# INSTRUCTIONS FOR THE TASK
Please transcribe the records precisely; pictures stay out of your copy.

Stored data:
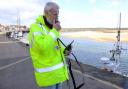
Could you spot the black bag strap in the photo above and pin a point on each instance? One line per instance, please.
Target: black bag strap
(70, 69)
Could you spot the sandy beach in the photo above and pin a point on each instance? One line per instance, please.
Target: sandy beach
(97, 35)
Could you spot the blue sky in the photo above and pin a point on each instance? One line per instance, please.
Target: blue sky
(73, 13)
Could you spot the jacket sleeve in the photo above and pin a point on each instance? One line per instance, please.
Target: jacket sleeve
(41, 40)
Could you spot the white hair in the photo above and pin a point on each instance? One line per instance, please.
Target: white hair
(49, 6)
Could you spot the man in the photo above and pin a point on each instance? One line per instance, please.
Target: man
(46, 51)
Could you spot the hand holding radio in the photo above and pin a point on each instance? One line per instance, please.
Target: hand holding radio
(56, 24)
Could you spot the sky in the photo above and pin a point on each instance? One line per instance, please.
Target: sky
(73, 13)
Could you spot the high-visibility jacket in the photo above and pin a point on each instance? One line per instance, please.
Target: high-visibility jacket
(46, 54)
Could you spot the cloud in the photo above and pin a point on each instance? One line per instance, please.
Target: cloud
(28, 10)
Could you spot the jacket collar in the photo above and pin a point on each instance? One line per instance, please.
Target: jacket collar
(47, 23)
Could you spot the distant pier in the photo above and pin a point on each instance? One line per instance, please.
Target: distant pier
(16, 70)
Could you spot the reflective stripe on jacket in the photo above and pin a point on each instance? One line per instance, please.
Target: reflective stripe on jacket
(49, 67)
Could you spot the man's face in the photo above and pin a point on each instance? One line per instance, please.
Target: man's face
(53, 13)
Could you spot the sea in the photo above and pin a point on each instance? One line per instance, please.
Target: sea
(90, 52)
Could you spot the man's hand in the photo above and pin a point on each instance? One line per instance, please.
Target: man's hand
(67, 52)
(56, 25)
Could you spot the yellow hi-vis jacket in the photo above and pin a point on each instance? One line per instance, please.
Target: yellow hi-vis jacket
(45, 53)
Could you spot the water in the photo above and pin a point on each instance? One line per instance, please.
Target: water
(90, 52)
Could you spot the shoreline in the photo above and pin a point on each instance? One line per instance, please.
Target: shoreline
(102, 36)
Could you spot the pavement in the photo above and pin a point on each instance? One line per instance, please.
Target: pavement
(16, 70)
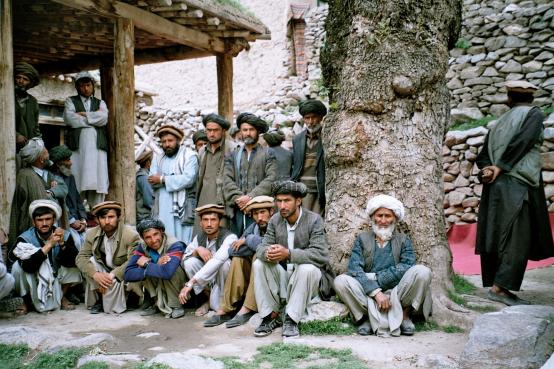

# YOUR SOLUTION
Could you spot the black bag strap in the photo above and pin a point on each instance? One line per instance, please.
Target: black bag strap
(70, 69)
Could you spot the sandy beach in the photo above and pin a point on each instance? One line per instance, please.
Target: sandy beach
(97, 35)
Could you spot the blue sky in the photo above and pin a point on each instance? One line per instance, please.
Target: blue sky
(73, 13)
Could you spot the jacket sleeve in the photo above and pin a point on each instance? One line per instance, please.
Target: jacket sleeve
(41, 40)
Could you spot the white hair in the photo above and pin a point on each instance? One line per instance, please.
Target: white hair
(49, 6)
Could you spot the man in the photo above and pin a point on each instance? One line per instance, please.
Target: man
(46, 51)
Could you spot the hand holding radio in the photo above and pin a point on each instance? One line per instance, please.
Target: hand holding radio
(56, 24)
Could you spot the sky in the photo above and pin a point on each instance? One line per instance, please.
Target: sky
(73, 13)
Could you spot the high-visibility jacket in the photo above and pin a point on each instance? One line per instance, please.
Target: high-visibility jacket
(46, 54)
Could you spot the cloud in the photo above and pin a point on each instance? One line per instance, please.
Target: cloud
(28, 10)
Could you spot the jacket collar in the photo above and pin a point on each instance? One line per instance, please.
Target: jacket collar
(47, 23)
Could you spot the distant pier in the photo above and pin a point on each instance? One line per instance, please.
Target: distant pier
(16, 70)
Could you spot the reflective stripe on jacket in the photo above and pin a point on each instance? One line per instance, please.
Target: reflective stripe on jacket
(49, 67)
Could you spot the man's face in the photo above and pin a point on each instance? One line per instance, please.
Target: man's face
(53, 13)
Could you spot the sea in the photo above and pin a point on each instance? One line per instance, please.
Target: sea
(90, 52)
Could you spot the man's hand in the photo above and pin a point on each instance? One line per instance, please.
Target: man's hand
(67, 52)
(56, 25)
Could you spot the yellow hi-vis jacket in the photo above and pin a point on each instance? One line per instance, please.
Target: yellow hi-vis jacket
(45, 53)
Could you spot the water in the photo above and pin a point on each instance? One line per instance, please.
Target: water
(90, 52)
Could you spot the shoreline in the photo above and pin a point on each instance? One line per instance, please.
Target: shoreline
(102, 36)
Could you spot the pavement in the photo above and pin a point on each instance? One line per instance, please.
Target: pavement
(16, 70)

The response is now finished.